Write out everything from the first of the lines below down through the one containing "x=368, y=192" as a numbered list, skipping blank lines and leaving the pictures out.
--------------------------------------------------
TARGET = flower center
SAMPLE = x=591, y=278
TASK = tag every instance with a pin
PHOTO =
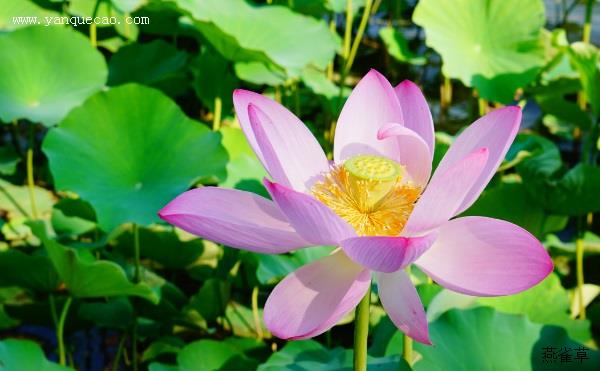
x=368, y=192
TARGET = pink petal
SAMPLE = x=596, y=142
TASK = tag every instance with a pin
x=445, y=193
x=402, y=303
x=314, y=298
x=372, y=104
x=291, y=144
x=233, y=218
x=416, y=113
x=485, y=257
x=494, y=131
x=412, y=151
x=314, y=221
x=386, y=254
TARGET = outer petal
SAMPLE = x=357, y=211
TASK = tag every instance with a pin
x=445, y=193
x=314, y=298
x=416, y=113
x=233, y=218
x=372, y=104
x=485, y=257
x=386, y=254
x=412, y=151
x=291, y=144
x=314, y=221
x=402, y=303
x=494, y=131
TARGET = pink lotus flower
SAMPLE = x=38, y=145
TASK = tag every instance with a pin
x=376, y=202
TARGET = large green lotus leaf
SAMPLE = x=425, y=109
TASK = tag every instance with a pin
x=213, y=77
x=311, y=355
x=397, y=46
x=547, y=304
x=242, y=32
x=239, y=320
x=209, y=355
x=140, y=148
x=114, y=313
x=15, y=201
x=73, y=217
x=45, y=72
x=158, y=64
x=260, y=73
x=512, y=202
x=244, y=170
x=23, y=9
x=586, y=59
x=33, y=272
x=128, y=6
x=163, y=247
x=475, y=339
x=85, y=277
x=272, y=268
x=9, y=158
x=22, y=355
x=553, y=349
x=487, y=44
x=559, y=191
x=212, y=299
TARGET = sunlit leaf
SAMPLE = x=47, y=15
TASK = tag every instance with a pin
x=397, y=46
x=242, y=32
x=142, y=150
x=157, y=64
x=45, y=72
x=486, y=44
x=25, y=355
x=475, y=339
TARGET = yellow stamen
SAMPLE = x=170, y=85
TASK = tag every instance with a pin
x=367, y=191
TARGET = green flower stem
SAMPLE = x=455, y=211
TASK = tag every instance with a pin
x=483, y=106
x=446, y=94
x=134, y=353
x=53, y=312
x=406, y=340
x=256, y=314
x=579, y=268
x=62, y=359
x=347, y=31
x=361, y=332
x=119, y=353
x=93, y=37
x=587, y=31
x=136, y=251
x=30, y=182
x=407, y=349
x=587, y=25
x=361, y=29
x=217, y=114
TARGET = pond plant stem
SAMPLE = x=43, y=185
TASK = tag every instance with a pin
x=136, y=252
x=62, y=359
x=406, y=340
x=361, y=332
x=483, y=106
x=93, y=29
x=585, y=37
x=217, y=113
x=256, y=314
x=579, y=268
x=29, y=165
x=587, y=25
x=359, y=33
x=119, y=354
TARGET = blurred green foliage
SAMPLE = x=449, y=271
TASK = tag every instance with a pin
x=118, y=118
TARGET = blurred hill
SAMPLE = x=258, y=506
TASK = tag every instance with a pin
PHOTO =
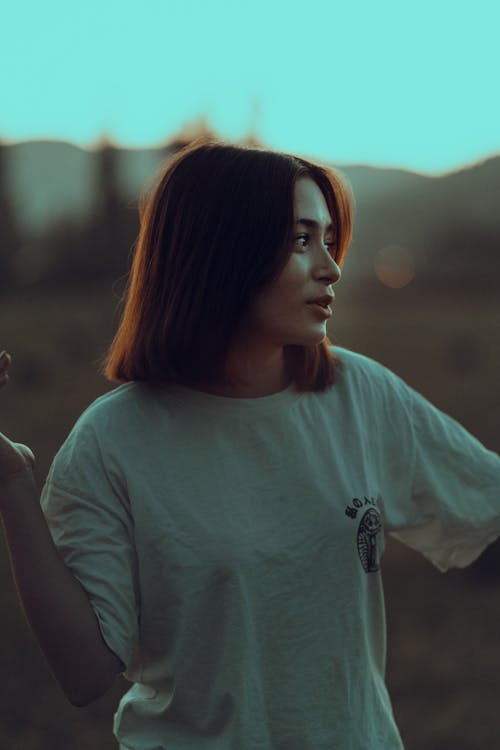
x=70, y=215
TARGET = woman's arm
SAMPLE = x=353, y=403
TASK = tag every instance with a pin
x=56, y=605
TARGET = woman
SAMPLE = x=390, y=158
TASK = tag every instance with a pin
x=217, y=520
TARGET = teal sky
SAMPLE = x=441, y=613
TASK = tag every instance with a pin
x=382, y=82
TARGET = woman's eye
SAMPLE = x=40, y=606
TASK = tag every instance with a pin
x=304, y=240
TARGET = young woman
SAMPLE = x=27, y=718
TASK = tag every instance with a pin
x=213, y=526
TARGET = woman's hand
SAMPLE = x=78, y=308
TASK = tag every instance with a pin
x=15, y=458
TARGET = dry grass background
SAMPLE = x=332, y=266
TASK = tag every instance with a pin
x=444, y=652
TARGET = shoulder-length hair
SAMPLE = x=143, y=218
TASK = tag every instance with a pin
x=215, y=231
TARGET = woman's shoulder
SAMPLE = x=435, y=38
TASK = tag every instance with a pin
x=359, y=368
x=116, y=409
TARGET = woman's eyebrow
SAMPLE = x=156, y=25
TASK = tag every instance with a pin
--------------------------------------------------
**OUTPUT BELOW**
1. TARGET = flower center
2. SAMPLE = x=591, y=278
3. TASK = tag every instance with a pin
4. PHOTO =
5. x=368, y=192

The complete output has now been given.